*Exercise requirements*. The output should be exactly the lines from the one containing "Target: red car" through the last line of the records, and only those.

*Information shown*.
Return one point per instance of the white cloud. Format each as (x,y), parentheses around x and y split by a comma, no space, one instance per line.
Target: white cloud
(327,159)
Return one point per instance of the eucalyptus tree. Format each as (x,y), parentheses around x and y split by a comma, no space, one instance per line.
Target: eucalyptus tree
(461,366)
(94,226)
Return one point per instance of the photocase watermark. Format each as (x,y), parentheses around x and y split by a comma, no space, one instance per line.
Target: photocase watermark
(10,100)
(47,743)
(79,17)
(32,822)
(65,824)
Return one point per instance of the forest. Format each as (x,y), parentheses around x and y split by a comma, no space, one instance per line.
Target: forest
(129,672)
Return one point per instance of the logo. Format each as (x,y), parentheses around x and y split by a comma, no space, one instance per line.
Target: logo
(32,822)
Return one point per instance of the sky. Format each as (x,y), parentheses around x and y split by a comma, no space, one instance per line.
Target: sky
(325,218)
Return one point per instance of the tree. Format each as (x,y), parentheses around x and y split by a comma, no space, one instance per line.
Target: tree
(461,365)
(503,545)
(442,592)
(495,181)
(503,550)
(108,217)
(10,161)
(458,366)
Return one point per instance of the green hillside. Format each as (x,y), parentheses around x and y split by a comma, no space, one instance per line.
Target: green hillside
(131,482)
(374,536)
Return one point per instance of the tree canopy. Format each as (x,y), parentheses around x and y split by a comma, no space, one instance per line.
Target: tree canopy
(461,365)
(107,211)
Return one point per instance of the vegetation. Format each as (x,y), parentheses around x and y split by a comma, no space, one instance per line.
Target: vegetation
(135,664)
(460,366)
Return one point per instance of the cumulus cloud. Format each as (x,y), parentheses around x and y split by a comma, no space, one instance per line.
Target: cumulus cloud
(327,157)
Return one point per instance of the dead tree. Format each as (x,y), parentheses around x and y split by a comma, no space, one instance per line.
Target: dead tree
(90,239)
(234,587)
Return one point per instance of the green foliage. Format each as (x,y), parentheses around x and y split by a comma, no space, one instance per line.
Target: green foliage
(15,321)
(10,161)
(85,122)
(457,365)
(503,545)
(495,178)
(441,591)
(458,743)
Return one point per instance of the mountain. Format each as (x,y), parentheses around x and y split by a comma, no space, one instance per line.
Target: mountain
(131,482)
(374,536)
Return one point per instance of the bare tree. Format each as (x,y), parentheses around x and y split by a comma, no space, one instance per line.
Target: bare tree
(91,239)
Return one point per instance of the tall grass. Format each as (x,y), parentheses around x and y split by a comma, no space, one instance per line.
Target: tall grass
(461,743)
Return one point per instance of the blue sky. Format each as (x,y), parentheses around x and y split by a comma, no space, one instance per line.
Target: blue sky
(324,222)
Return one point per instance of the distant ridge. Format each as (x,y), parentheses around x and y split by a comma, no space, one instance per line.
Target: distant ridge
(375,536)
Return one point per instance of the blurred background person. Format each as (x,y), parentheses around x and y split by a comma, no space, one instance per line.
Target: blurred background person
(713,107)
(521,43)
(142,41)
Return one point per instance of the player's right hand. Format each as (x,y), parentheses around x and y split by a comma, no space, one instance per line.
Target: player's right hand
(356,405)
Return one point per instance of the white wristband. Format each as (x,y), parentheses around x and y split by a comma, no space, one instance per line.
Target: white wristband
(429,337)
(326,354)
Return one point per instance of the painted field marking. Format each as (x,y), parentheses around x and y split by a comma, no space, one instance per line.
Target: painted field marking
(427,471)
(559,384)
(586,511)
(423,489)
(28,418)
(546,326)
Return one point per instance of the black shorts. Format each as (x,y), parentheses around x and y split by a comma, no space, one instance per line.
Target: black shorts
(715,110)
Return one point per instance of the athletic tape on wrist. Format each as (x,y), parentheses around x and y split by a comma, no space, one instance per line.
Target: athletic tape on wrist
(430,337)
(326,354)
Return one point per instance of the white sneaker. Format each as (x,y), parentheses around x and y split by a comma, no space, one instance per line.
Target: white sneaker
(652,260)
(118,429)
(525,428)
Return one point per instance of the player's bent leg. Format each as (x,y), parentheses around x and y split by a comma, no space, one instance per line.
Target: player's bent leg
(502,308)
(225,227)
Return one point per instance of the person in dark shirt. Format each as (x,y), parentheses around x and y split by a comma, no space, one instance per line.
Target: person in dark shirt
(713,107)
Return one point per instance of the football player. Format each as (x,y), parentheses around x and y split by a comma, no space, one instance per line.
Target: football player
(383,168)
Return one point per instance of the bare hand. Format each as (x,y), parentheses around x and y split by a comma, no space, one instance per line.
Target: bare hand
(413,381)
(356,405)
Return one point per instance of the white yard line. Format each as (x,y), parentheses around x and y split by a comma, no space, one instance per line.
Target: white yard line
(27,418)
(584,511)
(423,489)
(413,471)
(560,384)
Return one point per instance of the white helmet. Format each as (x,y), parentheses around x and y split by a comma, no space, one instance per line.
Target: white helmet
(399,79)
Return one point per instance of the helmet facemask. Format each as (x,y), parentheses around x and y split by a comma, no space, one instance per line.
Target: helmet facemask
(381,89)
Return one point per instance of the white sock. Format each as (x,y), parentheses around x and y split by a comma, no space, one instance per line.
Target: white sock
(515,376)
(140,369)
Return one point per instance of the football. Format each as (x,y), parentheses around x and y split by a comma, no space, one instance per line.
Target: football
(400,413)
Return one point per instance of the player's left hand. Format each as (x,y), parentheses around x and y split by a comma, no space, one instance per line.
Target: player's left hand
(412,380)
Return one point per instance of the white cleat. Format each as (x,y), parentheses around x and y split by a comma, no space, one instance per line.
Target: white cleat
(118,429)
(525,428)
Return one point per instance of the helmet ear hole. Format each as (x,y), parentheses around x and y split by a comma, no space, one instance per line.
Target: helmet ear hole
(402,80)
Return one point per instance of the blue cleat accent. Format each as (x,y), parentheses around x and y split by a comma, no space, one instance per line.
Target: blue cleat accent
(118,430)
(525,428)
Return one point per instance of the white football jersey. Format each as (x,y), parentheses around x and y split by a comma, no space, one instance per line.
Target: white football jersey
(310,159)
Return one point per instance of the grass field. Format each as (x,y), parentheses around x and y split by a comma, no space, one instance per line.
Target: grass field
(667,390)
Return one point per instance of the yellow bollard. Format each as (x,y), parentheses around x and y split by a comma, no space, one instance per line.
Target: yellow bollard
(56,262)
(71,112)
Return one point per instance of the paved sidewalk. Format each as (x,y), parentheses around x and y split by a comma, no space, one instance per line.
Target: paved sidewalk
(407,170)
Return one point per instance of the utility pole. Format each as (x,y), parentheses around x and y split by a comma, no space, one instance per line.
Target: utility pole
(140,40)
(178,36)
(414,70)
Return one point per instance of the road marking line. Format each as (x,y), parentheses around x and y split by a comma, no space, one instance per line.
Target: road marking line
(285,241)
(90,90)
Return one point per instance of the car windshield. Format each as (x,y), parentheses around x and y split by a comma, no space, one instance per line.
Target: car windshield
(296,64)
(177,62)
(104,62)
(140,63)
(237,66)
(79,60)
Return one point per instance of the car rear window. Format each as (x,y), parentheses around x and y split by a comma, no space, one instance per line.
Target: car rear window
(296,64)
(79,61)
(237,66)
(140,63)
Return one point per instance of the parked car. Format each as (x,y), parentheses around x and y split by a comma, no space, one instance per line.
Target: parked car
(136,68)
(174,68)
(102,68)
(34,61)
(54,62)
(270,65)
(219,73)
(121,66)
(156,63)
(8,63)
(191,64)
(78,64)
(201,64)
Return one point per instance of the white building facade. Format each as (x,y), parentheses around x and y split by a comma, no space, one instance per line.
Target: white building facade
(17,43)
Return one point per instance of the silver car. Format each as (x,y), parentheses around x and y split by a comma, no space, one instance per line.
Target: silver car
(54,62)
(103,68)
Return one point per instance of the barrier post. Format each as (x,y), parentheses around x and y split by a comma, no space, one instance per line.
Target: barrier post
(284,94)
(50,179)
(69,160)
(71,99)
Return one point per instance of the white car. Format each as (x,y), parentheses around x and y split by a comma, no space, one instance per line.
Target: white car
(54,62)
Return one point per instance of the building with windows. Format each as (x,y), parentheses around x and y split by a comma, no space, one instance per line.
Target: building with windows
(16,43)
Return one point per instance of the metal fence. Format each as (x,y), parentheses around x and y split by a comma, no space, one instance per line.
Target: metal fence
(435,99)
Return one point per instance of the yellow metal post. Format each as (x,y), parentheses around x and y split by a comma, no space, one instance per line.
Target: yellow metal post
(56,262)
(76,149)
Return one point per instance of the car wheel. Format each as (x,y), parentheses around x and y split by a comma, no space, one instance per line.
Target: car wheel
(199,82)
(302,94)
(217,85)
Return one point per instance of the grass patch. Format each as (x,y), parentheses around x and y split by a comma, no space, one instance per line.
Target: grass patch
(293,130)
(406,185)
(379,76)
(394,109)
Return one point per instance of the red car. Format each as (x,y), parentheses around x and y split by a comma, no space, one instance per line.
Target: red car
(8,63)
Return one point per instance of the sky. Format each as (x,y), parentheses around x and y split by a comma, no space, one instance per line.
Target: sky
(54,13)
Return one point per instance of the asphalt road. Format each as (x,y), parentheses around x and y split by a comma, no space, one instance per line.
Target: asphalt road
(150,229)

*Solution to the exercise*.
Target: red car
(8,63)
Return one point per instance of the sky. Format each as (x,y), parentheses around x and y split by a comma, no space, one instance per line.
Target: sky
(54,13)
Return one point per instance of the asphalt road. Format each as (x,y), parentheses around x and y split by a comma, no space, one instance per line.
Target: asphalt road
(150,229)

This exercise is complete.